(EXERCISE): Copy out all of the material below word for word, leaving out the pictures.
* * * *
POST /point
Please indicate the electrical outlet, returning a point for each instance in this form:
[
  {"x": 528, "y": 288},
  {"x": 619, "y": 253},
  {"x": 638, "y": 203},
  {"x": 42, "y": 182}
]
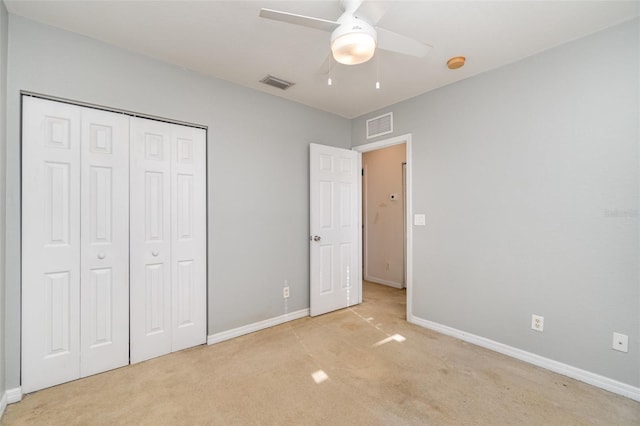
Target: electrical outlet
[
  {"x": 620, "y": 342},
  {"x": 537, "y": 322}
]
* * * *
(EXPECTED ANSWER):
POST /point
Please indicate the electrical outlet, returning a point for each instance in this form:
[
  {"x": 528, "y": 288},
  {"x": 619, "y": 253},
  {"x": 638, "y": 203},
  {"x": 42, "y": 182}
]
Target: electrical outlet
[
  {"x": 620, "y": 342},
  {"x": 537, "y": 322}
]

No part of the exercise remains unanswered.